:: The request ::
Rewrite every line of the listing below as a JSON list of strings, one string per line, skipping blank lines and leaving out the pictures.

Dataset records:

-*-*-

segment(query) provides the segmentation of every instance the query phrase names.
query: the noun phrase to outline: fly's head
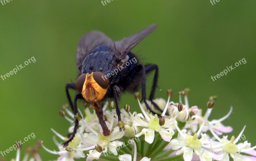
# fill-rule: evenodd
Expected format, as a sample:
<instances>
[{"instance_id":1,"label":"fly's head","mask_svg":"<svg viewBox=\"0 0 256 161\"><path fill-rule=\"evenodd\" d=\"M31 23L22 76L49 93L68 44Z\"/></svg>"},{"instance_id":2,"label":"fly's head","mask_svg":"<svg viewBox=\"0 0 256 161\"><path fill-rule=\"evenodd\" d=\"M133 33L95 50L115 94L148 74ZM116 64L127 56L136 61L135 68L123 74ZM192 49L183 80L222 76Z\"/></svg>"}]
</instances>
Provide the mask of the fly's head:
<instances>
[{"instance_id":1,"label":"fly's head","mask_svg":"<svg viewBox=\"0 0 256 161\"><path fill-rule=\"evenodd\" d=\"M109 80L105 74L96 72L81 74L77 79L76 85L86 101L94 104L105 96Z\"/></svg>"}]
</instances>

-*-*-

:: Solution to this problem ::
[
  "segment(query) provides the segmentation of every instance the query phrase names.",
  "query: the noun phrase to outline: fly's head",
  "# fill-rule: evenodd",
  "Expected format, as a sample:",
  "<instances>",
  "[{\"instance_id\":1,\"label\":\"fly's head\",\"mask_svg\":\"<svg viewBox=\\\"0 0 256 161\\\"><path fill-rule=\\\"evenodd\\\" d=\\\"M31 23L22 76L49 93L68 44Z\\\"/></svg>\"},{\"instance_id\":2,\"label\":\"fly's head\",\"mask_svg\":\"<svg viewBox=\\\"0 0 256 161\\\"><path fill-rule=\\\"evenodd\\\" d=\\\"M133 33L95 50L115 94L148 74ZM116 64L127 56L136 61L135 68L123 74ZM192 49L183 80L222 76Z\\\"/></svg>\"}]",
  "</instances>",
  "Provide the mask of the fly's head:",
  "<instances>",
  "[{\"instance_id\":1,\"label\":\"fly's head\",\"mask_svg\":\"<svg viewBox=\\\"0 0 256 161\\\"><path fill-rule=\\\"evenodd\\\" d=\\\"M109 80L105 74L96 72L81 74L77 79L76 85L86 101L94 104L105 96Z\\\"/></svg>\"}]",
  "</instances>"
]